[start AVAILABLE RECORDS]
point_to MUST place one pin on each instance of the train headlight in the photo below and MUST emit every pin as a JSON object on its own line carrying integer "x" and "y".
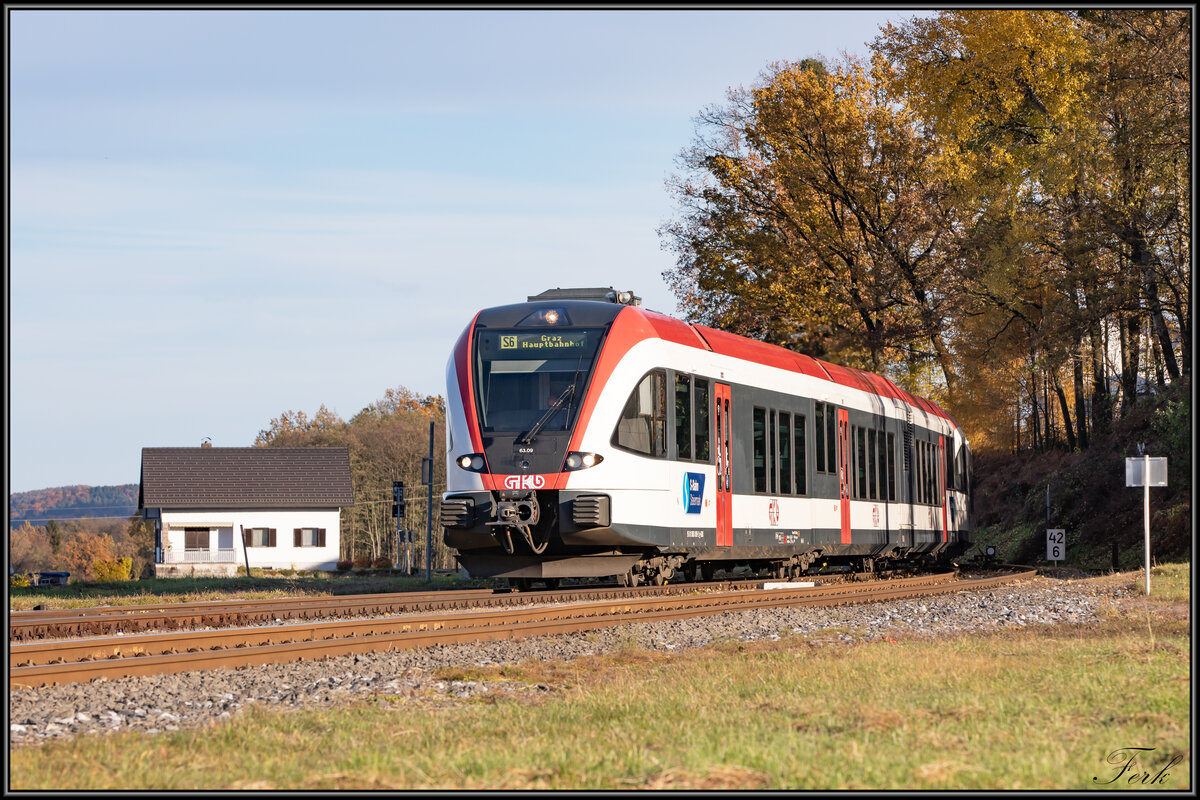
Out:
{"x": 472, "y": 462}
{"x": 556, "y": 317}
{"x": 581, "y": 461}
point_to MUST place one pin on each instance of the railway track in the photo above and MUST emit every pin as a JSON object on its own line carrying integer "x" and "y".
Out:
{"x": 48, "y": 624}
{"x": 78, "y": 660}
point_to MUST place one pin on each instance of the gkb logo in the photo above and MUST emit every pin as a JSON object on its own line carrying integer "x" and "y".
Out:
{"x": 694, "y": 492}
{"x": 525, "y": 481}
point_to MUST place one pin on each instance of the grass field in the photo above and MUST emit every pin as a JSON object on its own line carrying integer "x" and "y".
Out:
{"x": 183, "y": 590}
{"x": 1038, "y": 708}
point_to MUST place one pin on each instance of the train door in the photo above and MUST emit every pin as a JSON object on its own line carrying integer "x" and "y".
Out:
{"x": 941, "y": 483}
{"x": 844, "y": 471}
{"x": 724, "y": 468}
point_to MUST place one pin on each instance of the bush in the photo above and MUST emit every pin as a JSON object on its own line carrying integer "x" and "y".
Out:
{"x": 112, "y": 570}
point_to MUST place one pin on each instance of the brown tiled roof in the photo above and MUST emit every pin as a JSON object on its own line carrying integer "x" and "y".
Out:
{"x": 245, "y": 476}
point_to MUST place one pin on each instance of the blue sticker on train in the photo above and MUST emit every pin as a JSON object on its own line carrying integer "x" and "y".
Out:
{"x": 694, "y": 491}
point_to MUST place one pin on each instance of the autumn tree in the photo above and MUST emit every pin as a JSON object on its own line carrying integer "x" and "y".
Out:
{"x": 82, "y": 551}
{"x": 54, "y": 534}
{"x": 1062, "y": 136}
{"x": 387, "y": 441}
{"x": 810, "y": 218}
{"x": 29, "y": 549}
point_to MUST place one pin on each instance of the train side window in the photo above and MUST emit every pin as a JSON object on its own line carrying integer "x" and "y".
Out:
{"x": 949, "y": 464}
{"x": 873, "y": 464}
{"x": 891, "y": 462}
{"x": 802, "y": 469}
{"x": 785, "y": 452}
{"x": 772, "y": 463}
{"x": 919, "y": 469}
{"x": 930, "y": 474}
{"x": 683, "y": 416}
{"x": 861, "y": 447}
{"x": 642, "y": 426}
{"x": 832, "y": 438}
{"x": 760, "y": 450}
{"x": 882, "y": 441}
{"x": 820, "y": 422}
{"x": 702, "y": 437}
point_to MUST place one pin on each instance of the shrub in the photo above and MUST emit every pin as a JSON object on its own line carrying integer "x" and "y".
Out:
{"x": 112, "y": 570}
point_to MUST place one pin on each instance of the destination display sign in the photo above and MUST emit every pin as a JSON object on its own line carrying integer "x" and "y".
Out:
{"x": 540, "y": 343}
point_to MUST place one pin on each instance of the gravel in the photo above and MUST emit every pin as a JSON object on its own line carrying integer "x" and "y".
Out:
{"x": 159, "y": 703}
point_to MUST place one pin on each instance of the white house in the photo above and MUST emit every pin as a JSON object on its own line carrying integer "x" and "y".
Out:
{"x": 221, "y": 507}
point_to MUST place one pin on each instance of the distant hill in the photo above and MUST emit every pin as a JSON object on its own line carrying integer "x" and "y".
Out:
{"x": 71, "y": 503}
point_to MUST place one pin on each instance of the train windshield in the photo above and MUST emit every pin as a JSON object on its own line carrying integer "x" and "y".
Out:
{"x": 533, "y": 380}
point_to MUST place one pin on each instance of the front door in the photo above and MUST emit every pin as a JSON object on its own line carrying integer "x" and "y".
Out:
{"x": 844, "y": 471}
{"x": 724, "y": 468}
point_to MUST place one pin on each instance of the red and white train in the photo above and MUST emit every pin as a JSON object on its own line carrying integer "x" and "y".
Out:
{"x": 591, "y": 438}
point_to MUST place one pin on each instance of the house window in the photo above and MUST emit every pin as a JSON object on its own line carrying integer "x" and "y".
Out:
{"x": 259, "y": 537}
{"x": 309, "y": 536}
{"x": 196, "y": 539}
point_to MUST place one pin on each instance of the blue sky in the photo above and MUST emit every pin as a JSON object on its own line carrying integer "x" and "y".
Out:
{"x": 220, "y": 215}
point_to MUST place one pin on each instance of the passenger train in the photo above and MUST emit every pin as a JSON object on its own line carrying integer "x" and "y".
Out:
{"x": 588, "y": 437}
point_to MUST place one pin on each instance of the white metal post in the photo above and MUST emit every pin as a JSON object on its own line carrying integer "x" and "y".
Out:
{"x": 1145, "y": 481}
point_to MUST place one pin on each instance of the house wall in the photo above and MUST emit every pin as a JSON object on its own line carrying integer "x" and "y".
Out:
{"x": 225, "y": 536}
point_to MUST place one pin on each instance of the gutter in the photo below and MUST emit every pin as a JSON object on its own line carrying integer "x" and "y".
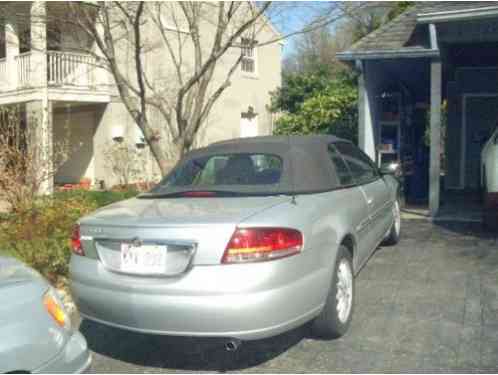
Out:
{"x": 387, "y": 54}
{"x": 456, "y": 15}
[end AVAILABLE RECORDS]
SET PROBLEM
Retype every record above exactly as written, but leave out the pictures.

TASK ANSWER
point_to MUST place one pin on each instance of the train headlight in the photo below and MUST emit every pin as a JSON object on its own line carrying integer "x" and "y".
Out:
{"x": 472, "y": 462}
{"x": 556, "y": 317}
{"x": 581, "y": 461}
point_to MUST place one pin on each instance of the railway track in the photo above and MUST emit every pin as a JSON object on its own line carrying integer "x" and "y".
Out:
{"x": 48, "y": 624}
{"x": 78, "y": 660}
point_to MUST place one pin on each instance of the gkb logo in the photo above and MUST emit every pin as a JSON object on its own line carrying integer "x" and "y".
Out:
{"x": 694, "y": 492}
{"x": 525, "y": 481}
point_to MUST place one pin on each instance of the grass field in the photo above and MUST emit every pin as a JSON object on its own line carrying integer "x" and "y".
Out:
{"x": 183, "y": 590}
{"x": 1038, "y": 708}
point_to MUST place one pin on each instance of the train door in the photo above and MUST emit every pin as a JSON object on its own line carrying integer "x" and "y".
Out:
{"x": 941, "y": 483}
{"x": 844, "y": 471}
{"x": 724, "y": 468}
point_to MUST place one pin on each instance of the bush in the photo above and MUST emit every pin as a JSON object on its own line carrying integer "x" and "y".
Out:
{"x": 112, "y": 570}
point_to MUST place one pin on each instance of the brown tiled roof in the photo above and MUST emit every pin as a JSON object on its own line carrying integer "x" and "y".
Out:
{"x": 245, "y": 476}
point_to MUST place one pin on each instance of the blue sticker on train in the photo above and MUST emit every pin as a JSON object on its own line carrying integer "x" and "y".
Out:
{"x": 694, "y": 491}
point_to MUST place one pin on each instance of the autumn tree in the photo above and MUST emit every pin as a JSON object on its own line carrying integer "x" and "y".
Out:
{"x": 82, "y": 551}
{"x": 54, "y": 534}
{"x": 1062, "y": 136}
{"x": 387, "y": 441}
{"x": 810, "y": 218}
{"x": 29, "y": 549}
point_to MUST place one pin on each instance of the train side window in the photo above and MUST emit every pin as a JSON object on its own line carrying integer "x" and "y".
Out:
{"x": 949, "y": 464}
{"x": 873, "y": 464}
{"x": 891, "y": 462}
{"x": 802, "y": 469}
{"x": 785, "y": 452}
{"x": 772, "y": 463}
{"x": 919, "y": 469}
{"x": 930, "y": 474}
{"x": 683, "y": 416}
{"x": 861, "y": 447}
{"x": 642, "y": 426}
{"x": 832, "y": 438}
{"x": 760, "y": 450}
{"x": 882, "y": 441}
{"x": 820, "y": 422}
{"x": 702, "y": 437}
point_to MUST place one pin on each instance of the shrub in the photo above and MUST emit every pin as a JSON object on its own line carrying integer "x" and "y".
Out:
{"x": 112, "y": 570}
point_to MUST place one pin on each instance of the destination display sign in the photo above and MUST emit every pin as a JSON object on its own line carrying integer "x" and "y".
Out:
{"x": 540, "y": 343}
point_to MUST place one pin on each instance of the gravel in the photo above and MUST emit every pin as a JSON object on its own line carrying integer "x" and "y".
Out:
{"x": 159, "y": 703}
point_to MUST place one pin on each instance of the white house in the photo above and MUST emit every pin as a JSON object on its own line carrying integer "x" and "y".
Out:
{"x": 221, "y": 507}
point_to MUST place one pin on each instance of the distant hill in the photo above and MUST emit every pin as a JSON object on its own line carrying integer "x" and "y".
Out:
{"x": 71, "y": 503}
point_to MUST place one pin on each instance of the train windshield in the photo above and MUST emit every pin as a JSON object on its own line carrying integer "x" and "y".
Out:
{"x": 533, "y": 380}
point_to MUST place one pin on each instance of the front door in the photo above and MUST emit every pin as a JSON object on its own line carrying integer "x" and "y".
Out:
{"x": 844, "y": 471}
{"x": 724, "y": 468}
point_to MUST place one pin on each instance of the red and white train in the photo above and MUST emit every pin as a JSON object on its own line carrying integer "x" and "y".
Out:
{"x": 591, "y": 438}
point_to MUST place one pin on each instance of the house window in the photo above and MUST emit every pin as a JSON object on its own line carrying integer "x" and "y".
Out:
{"x": 259, "y": 537}
{"x": 309, "y": 536}
{"x": 196, "y": 539}
point_to MUST place one pin on each instance of the blue sky in the photo above and MUST emit every pin as a JSON object on its own line carrying integer "x" and "y".
Out:
{"x": 220, "y": 215}
point_to MUST place one pin on each instance of the passenger train in the photo above and MUST emit every pin as a JSON object on its own line carrying integer "x" and "y".
Out:
{"x": 588, "y": 437}
point_to MUST place one pin on each instance of the white metal post in the photo above and MUST emit every pin as a JSON object on its own line carrying integer "x" and "y".
Out:
{"x": 1145, "y": 481}
point_to MUST place one pin on each instance of the house wall in the photo above and MUST emit every pin as a JSON object on its own line carrying integer "x" and "y".
Out:
{"x": 225, "y": 536}
point_to MUST place one pin on each instance of the gutter in the photo below and MUST emit every pin as a JSON object on its own line carrying integer "x" and "y".
Out:
{"x": 387, "y": 54}
{"x": 456, "y": 15}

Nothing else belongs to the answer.